Content starts

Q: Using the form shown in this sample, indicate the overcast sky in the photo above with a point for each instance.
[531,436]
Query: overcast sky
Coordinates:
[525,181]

Content ends

**What you have to do:**
Scan the entries for lines holding the string "overcast", then copy every one of them.

**Exercise result:**
Q: Using the form shown in this sample, indicate the overcast sky in the photo above with a point for each instance.
Query: overcast sky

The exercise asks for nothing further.